== Page extract

July 19, 2007 During APsaA's recent annual meeting held in Denver from June 20-24, the members of the association issued a positions statement, “When the War Comes Home”, regarding the mental health care needs of veterans of the Iraq and Afghanistan Wars.
APsaA joins with other mental health professional organizations to urge strong and comprehensive government and private support for the mental health treatment of returning veterans from the Iraq and Afghanistan wars, and their families.
A recent study published in the Archives of Internal Medicine estimates that one third of all returning veterans are suffering from serious mental health and psychosocial disorders. Of those, 56% were diagnosed with more than one disorder including post traumatic stress disorder (PTSD), depression, and substance abuse. The highest rate of mental health problems was among veterans in the 18-24 year old range, often those most exposed to front line combat.
As an organization of over 3,000 psychoanalysts committed to helping those who have suffered psychological problems often related to trauma, APsaA believes that any lack of acknowledgement and appropriate treatment of this critical mental health issue will have a devastating impact on America's soldiers, their families, their children, and society at large.
Psychoanalytic research on transgenerational transmission of trauma has shown that children of traumatized and depressed parents often develop serious psychological and behavioral problems themselves. APsaA supports effective, comprehensive and well funded efforts to address this critical public health issue.
Reference: Archives of Internal Medicine, 2007; “Bring the War Back Home.”167: 476-482.

====

Problem description -
Write out the full APsaA statement on veterans' mental health word for word. Rely on the APsaA statement on veterans' mental health alone.

== Given information

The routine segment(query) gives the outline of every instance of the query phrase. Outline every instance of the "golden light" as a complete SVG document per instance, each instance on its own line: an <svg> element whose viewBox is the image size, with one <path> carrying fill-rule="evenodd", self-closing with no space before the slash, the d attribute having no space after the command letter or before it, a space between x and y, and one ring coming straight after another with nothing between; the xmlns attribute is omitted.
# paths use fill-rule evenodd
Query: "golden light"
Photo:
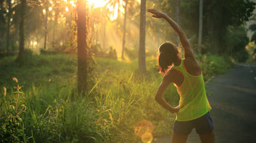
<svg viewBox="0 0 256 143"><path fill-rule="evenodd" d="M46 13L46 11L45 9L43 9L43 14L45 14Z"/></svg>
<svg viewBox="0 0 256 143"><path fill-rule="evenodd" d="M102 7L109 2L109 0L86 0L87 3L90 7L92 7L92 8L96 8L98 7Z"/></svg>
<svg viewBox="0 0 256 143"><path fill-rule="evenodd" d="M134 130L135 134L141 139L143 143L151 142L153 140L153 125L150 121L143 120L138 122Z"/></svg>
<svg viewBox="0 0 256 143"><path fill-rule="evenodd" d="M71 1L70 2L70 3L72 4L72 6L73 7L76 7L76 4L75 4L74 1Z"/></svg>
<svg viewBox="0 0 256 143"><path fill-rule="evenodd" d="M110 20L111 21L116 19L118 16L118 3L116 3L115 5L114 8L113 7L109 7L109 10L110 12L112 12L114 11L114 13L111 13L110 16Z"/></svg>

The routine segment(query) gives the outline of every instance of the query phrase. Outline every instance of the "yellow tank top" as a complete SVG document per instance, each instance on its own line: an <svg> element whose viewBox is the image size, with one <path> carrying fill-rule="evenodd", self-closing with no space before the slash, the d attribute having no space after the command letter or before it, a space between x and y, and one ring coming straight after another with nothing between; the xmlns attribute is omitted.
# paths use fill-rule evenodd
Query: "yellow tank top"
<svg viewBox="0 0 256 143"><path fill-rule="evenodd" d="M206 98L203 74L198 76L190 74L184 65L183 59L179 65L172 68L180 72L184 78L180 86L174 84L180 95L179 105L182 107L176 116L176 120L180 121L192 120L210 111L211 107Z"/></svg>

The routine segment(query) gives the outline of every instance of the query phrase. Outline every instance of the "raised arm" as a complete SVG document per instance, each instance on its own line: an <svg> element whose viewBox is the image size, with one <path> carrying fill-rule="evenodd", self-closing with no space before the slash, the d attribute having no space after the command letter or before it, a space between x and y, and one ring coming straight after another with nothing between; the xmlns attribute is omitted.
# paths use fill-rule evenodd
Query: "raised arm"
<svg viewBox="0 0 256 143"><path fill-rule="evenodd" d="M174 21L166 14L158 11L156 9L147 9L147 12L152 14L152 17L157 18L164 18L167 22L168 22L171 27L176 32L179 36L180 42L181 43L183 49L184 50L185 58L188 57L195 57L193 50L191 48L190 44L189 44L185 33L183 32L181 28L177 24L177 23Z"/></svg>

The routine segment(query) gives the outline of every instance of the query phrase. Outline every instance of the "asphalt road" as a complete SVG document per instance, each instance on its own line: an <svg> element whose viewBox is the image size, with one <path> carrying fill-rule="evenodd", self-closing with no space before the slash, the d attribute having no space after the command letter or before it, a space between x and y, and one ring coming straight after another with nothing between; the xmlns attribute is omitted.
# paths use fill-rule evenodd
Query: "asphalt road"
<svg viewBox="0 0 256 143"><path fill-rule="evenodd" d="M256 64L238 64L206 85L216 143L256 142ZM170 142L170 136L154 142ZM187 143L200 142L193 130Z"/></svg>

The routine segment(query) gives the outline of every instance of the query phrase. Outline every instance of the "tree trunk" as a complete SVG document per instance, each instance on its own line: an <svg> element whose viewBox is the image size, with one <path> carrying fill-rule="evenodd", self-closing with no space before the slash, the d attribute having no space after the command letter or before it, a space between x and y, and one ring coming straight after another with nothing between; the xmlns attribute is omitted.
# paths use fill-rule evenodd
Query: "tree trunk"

====

Result -
July 19, 2007 During APsaA's recent annual meeting held in Denver from June 20-24, the members of the association issued a positions statement, “When the War Comes Home”, regarding the mental health care needs of veterans of the Iraq and Afghanistan Wars.
APsaA joins with other mental health professional organizations to urge strong and comprehensive government and private support for the mental health treatment of returning veterans from the Iraq and Afghanistan wars, and their families.
A recent study published in the Archives of Internal Medicine estimates that one third of all returning veterans are suffering from serious mental health and psychosocial disorders. Of those, 56% were diagnosed with more than one disorder including post traumatic stress disorder (PTSD), depression, and substance abuse. The highest rate of mental health problems was among veterans in the 18-24 year old range, often those most exposed to front line combat.
As an organization of over 3,000 psychoanalysts committed to helping those who have suffered psychological problems often related to trauma, APsaA believes that any lack of acknowledgement and appropriate treatment of this critical mental health issue will have a devastating impact on America's soldiers, their families, their children, and society at large.
Psychoanalytic research on transgenerational transmission of trauma has shown that children of traumatized and depressed parents often develop serious psychological and behavioral problems themselves. APsaA supports effective, comprehensive and well funded efforts to address this critical public health issue.
Reference: Archives of Internal Medicine, 2007; “Bring the War Back Home.”167: 476-482.